## Given exercise:
Please render every line of the items below as a Markdown table with two columns, Row for the row number and Line for the line itself. Skip blank lines and leave the pictures out.

## Exercise materials:
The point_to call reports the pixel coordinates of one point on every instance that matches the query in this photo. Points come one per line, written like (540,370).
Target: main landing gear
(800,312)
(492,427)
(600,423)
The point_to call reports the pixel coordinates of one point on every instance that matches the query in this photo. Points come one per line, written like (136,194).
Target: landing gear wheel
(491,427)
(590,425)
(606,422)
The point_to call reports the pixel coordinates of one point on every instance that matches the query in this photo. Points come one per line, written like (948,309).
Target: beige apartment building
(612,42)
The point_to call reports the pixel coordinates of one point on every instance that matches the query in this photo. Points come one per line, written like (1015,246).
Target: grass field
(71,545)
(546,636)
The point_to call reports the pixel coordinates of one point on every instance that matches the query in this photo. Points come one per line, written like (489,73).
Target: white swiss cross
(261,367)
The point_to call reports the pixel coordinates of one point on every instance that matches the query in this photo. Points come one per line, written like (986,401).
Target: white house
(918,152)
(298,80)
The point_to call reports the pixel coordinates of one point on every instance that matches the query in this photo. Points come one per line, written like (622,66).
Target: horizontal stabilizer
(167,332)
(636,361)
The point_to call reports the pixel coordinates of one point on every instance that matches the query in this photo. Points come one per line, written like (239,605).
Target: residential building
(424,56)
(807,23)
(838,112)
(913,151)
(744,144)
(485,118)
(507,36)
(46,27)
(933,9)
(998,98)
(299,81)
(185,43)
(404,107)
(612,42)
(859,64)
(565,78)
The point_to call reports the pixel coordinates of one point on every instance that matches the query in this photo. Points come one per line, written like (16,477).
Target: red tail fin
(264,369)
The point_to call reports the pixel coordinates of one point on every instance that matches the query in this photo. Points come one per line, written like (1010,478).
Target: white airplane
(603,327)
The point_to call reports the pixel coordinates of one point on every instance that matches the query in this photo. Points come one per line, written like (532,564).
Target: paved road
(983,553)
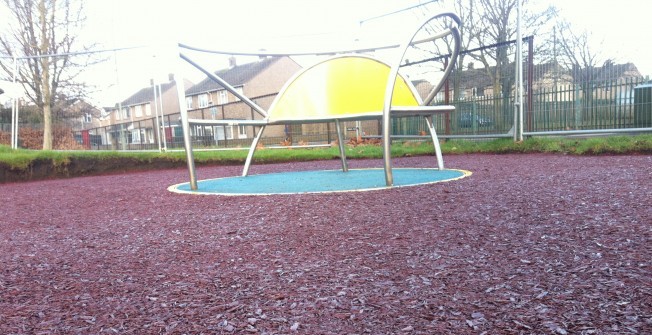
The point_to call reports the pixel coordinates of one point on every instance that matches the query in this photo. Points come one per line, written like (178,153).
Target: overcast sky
(618,31)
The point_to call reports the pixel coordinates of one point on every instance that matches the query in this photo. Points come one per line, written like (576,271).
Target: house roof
(146,95)
(235,76)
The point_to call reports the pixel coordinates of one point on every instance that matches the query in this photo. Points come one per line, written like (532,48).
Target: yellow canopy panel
(342,87)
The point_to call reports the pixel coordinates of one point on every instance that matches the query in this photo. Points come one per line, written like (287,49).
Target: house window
(203,100)
(223,132)
(242,131)
(135,136)
(223,98)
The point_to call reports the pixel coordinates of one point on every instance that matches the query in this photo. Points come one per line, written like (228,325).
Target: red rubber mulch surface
(529,244)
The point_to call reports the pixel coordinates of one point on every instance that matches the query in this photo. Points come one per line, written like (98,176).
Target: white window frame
(135,136)
(223,97)
(239,90)
(203,100)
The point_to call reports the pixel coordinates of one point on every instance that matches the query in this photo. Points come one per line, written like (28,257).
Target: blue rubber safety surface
(320,181)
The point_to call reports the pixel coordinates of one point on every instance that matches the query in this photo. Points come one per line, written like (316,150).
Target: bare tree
(42,34)
(577,56)
(496,25)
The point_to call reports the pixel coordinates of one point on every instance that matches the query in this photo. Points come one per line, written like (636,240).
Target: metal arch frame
(389,90)
(386,112)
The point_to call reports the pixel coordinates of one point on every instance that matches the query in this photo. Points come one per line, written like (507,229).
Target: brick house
(259,81)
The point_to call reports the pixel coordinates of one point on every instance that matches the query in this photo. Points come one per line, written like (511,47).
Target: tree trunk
(45,78)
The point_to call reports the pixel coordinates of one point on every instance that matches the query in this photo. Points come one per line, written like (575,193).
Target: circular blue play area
(320,181)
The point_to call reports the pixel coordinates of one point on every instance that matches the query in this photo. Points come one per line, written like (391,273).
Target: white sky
(618,31)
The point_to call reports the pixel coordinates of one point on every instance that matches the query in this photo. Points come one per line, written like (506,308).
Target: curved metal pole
(252,149)
(187,139)
(389,92)
(340,142)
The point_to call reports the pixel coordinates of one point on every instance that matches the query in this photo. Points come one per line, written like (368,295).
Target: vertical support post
(183,109)
(252,149)
(160,103)
(518,103)
(157,123)
(530,76)
(447,101)
(14,110)
(435,142)
(340,140)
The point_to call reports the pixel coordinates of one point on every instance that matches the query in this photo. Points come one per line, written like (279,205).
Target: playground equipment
(346,87)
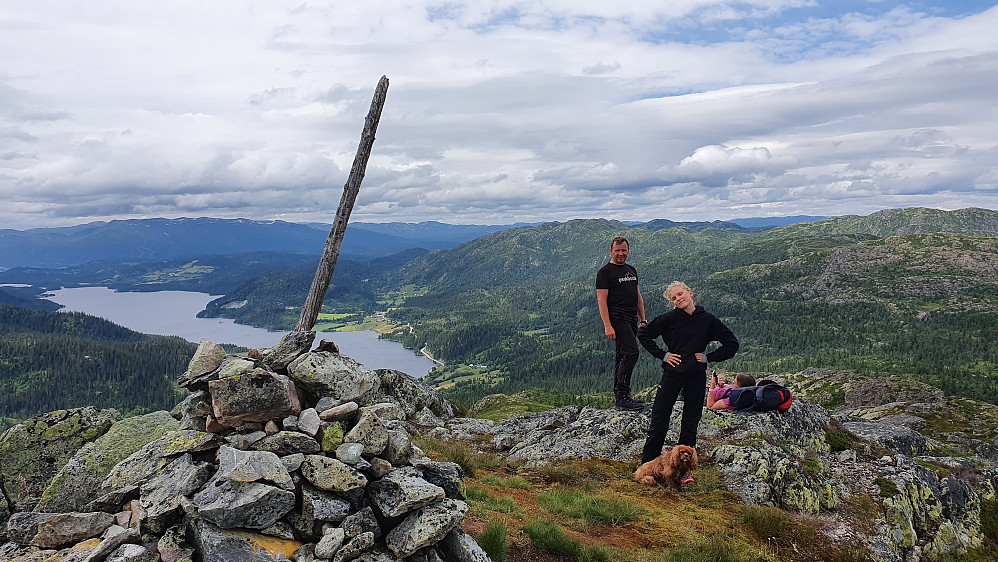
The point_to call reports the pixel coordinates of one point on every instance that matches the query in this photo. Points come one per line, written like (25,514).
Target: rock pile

## Response to the exercise:
| Row | Line |
|---|---|
| 1 | The point_to call reports the pixel coordinates of one point on every instance that matches the query in this photo. Points come one per line, written like (540,370). |
| 2 | Target: main landing gear |
| 3 | (800,312) |
| 4 | (492,427) |
| 5 | (600,423) |
| 6 | The point_to call reports the pixel coordinates of one point on every instance that matches the query in this photo. Points come one per line, written like (136,194). |
| 7 | Target: landing gear wheel |
| 8 | (491,427) |
| 9 | (590,425) |
| 10 | (606,422) |
| 11 | The point_to call reports the pixel coordinates of one point on every instance that matches the query in this photo. Points come one per line, written like (948,309). |
| 12 | Target: beige apartment building |
| 13 | (612,42) |
| 14 | The point_to call reports the pixel coordinates of one point on every instance that matches the query in this photo. Points come one per line, written like (1015,246). |
| 15 | Target: grass field |
| 16 | (71,545) |
| 17 | (546,636) |
| 18 | The point_to call reports the pixel coordinates of one point on every instance that matches the query in this photo. Points come one per line, written like (489,73). |
| 19 | Target: white swiss cross |
| 20 | (261,367) |
| 21 | The point_to call reports the pixel coordinates of one point on every instance that matches the query in this photo. Points come one per line, written like (986,401). |
| 22 | Target: white house |
| 23 | (918,152) |
| 24 | (298,80) |
| 25 | The point_to call reports the pixel coordinates of one point on every instance that matches the query in this photo. Points come one per line, written like (622,66). |
| 26 | Target: horizontal stabilizer |
| 27 | (167,332) |
| 28 | (636,361) |
| 29 | The point_to call reports the pixel coordinates of one point on every instance that matches the query in this photo. Points come one per line, written like (239,605). |
| 30 | Target: residential building |
| 31 | (424,56) |
| 32 | (807,23) |
| 33 | (838,112) |
| 34 | (913,151) |
| 35 | (744,144) |
| 36 | (485,118) |
| 37 | (507,36) |
| 38 | (46,27) |
| 39 | (933,9) |
| 40 | (998,98) |
| 41 | (299,81) |
| 42 | (185,43) |
| 43 | (404,107) |
| 44 | (612,42) |
| 45 | (859,64) |
| 46 | (565,78) |
| 47 | The point_to call reports the pixel coordinates of one point on every instance that matches the query in this photo. Points come one per line, written like (16,477). |
| 48 | Target: red tail fin |
| 49 | (264,369) |
| 50 | The point_to call reports the pixel coordinates of one point on every instance that matches the query in this photo. Points come one per line, written like (1010,478). |
| 51 | Target: white airplane |
| 52 | (603,327) |
| 53 | The point_to call reports the pixel coordinates of one point on every instance that matches the query in this photo. Points come one per line, written like (532,564). |
| 54 | Target: paved road |
| 55 | (983,553) |
| 56 | The point_to call reports the pixel coordinates of one point on every instance that matches the query in this photo. Points come one per line, written like (178,153). |
| 57 | Target: overcast sky |
| 58 | (618,31) |
| 59 | The point_to call reports the pixel coordinates of one point on every instance that matches the query in this photo. Points come one per line, written like (576,271). |
| 60 | Target: house roof |
| 61 | (146,95) |
| 62 | (235,76) |
| 63 | The point_to call reports the pixel coordinates of one point on every instance that matches the query in this photo. Points come one per line, written like (532,48). |
| 64 | Target: yellow canopy panel |
| 65 | (342,87) |
| 66 | The point_to call reports the pixel coordinates of one point on every instance that matches the query in this photo. Points come one per line, written like (287,49). |
| 67 | Target: house window |
| 68 | (203,100) |
| 69 | (223,132) |
| 70 | (242,131) |
| 71 | (135,136) |
| 72 | (223,98) |
| 73 | The point_to call reports the pixel coordinates of one point on every instance that matches the query in this photo. Points come one per line, written like (228,325). |
| 74 | Target: red rubber mulch surface |
| 75 | (529,244) |
| 76 | The point_to call reports the pixel coordinates of one point on every instance that matches the query in this photo. Points come one per line, written like (98,176). |
| 77 | Target: white window frame |
| 78 | (135,136) |
| 79 | (223,97) |
| 80 | (239,90) |
| 81 | (203,100) |
| 82 | The point_to call reports the pixel coordinates of one point on every instance that matches the query in this photo. Points come one per line, written like (28,257). |
| 83 | Target: blue rubber safety surface |
| 84 | (320,181) |
| 85 | The point_to call reports the pixel coordinates of one point on every instance that matches the query in this photo. Points come one per line, written like (316,150). |
| 86 | Target: bare tree |
| 87 | (42,34) |
| 88 | (577,56) |
| 89 | (496,25) |
| 90 | The point_to call reports the pixel coordinates of one point on every instance that matches the query in this photo. Points come one per line, written like (636,240). |
| 91 | Target: metal arch frame |
| 92 | (389,90) |
| 93 | (386,112) |
| 94 | The point_to call reports the pixel coordinates of one point on every instance that matches the query in this photo. Points come one per line, written like (507,229). |
| 95 | Target: brick house |
| 96 | (259,81) |
| 97 | The point_to call reports the pixel coordinates of one point on every instance that matches the query in this photo. Points come one per line, written like (511,47). |
| 98 | Target: tree trunk |
| 99 | (45,78) |
| 100 | The point_to call reports the pixel coordinates of one point on every instance that matches the query in this photo. Points come one per line, written like (575,193). |
| 101 | Target: circular blue play area |
| 102 | (320,181) |
| 103 | The point_to call reports the pixel coordinates of one point on every instance that matches the query in this photo. Points come one per line, written like (391,273). |
| 104 | Target: white sky |
| 105 | (618,31) |
| 106 | The point_to call reports the pixel coordinates of one point on every instance that matches the query in this photo. Points come one per line, written like (506,308). |
| 107 | Target: curved metal pole |
| 108 | (252,149) |
| 109 | (187,139) |
| 110 | (389,92) |
| 111 | (340,142) |
| 112 | The point_to call reports the pixel coordinates of one point on every instance that matches the query in this photo. Points come one per line, written like (368,295). |
| 113 | Target: vertical support post |
| 114 | (183,109) |
| 115 | (252,149) |
| 116 | (160,103) |
| 117 | (518,103) |
| 118 | (157,123) |
| 119 | (530,76) |
| 120 | (447,101) |
| 121 | (14,110) |
| 122 | (435,142) |
| 123 | (340,140) |
| 124 | The point_to call reports the pixel coordinates of one point on every instance that matches the query in this photo. Points come one per line, written like (279,205). |
| 125 | Target: playground equipment |
| 126 | (346,87) |
| 127 | The point_to call reports the pixel coordinates of one point on every instance that matches the query in this photo. Points come one per line, written like (25,514). |
| 128 | Target: rock pile |